TASK ITEM =
All of the entries need to be written out again, exactly as they are.

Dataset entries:
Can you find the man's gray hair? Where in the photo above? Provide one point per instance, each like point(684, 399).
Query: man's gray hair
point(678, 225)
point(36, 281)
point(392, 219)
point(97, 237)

RESPONSE BELOW =
Can you find the man's gray hair? Where in the photo above? Provide one point per instance, each like point(684, 399).
Query: man's gray hair
point(678, 225)
point(36, 281)
point(392, 219)
point(97, 237)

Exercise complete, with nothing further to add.